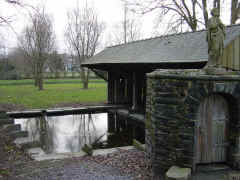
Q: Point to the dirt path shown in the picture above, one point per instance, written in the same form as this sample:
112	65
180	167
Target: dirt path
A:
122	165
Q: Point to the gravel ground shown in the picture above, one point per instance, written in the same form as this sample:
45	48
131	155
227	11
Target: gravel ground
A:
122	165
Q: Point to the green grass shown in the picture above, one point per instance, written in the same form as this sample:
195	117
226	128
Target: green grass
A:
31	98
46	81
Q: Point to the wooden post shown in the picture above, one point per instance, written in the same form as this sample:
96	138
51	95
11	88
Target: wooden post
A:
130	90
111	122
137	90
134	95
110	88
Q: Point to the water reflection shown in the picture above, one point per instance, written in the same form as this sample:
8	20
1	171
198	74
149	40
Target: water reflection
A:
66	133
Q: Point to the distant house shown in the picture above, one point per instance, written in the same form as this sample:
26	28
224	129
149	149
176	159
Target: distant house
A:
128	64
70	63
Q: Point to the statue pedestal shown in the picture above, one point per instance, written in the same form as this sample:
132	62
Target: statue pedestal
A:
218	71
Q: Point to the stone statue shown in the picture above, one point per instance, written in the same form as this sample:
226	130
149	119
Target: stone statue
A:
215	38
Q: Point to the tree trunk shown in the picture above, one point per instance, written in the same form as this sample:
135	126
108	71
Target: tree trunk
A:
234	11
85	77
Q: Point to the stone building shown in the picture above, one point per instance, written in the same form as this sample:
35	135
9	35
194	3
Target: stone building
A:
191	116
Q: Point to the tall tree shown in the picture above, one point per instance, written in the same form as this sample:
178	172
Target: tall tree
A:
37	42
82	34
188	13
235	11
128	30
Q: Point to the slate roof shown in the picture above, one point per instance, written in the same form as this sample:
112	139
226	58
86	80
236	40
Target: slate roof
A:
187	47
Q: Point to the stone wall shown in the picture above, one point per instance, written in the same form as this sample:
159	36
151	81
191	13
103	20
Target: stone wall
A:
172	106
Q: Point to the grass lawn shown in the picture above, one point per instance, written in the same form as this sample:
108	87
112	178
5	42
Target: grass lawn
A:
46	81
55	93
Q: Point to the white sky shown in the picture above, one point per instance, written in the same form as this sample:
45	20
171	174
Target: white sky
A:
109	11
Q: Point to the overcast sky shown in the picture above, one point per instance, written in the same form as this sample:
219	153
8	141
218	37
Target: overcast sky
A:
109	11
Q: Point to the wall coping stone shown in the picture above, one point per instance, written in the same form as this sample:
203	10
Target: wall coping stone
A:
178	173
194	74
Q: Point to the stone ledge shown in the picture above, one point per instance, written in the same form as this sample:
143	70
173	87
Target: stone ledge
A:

- - - -

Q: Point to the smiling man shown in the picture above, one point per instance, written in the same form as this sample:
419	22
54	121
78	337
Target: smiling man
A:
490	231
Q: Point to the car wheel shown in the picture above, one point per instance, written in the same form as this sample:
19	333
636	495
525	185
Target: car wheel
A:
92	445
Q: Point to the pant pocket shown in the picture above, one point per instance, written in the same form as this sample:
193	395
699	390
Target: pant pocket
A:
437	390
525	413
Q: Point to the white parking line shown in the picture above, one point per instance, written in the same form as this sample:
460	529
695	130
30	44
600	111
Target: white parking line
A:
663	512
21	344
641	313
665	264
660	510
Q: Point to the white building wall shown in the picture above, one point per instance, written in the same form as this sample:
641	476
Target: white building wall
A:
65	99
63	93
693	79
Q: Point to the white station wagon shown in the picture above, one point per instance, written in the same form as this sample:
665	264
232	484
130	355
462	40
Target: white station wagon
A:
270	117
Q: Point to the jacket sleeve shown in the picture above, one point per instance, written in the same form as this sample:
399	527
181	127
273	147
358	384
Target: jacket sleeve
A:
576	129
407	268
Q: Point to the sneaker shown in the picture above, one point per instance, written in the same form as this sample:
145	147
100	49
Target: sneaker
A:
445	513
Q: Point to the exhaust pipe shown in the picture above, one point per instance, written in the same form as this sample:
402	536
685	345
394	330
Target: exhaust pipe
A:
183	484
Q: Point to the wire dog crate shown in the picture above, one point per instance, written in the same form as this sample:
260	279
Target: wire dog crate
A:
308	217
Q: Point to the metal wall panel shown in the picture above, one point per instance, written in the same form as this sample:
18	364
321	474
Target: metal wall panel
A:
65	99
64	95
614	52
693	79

- - - -

■ STATED PROBLEM
List every line of the material above that contains the word "wooden", copying each line in full. Case counts when matching.

■ TASK RESPONSE
Q: Point to the wooden post shown in the picture above, one point per instance, written in the same form as this sample:
Target: wooden post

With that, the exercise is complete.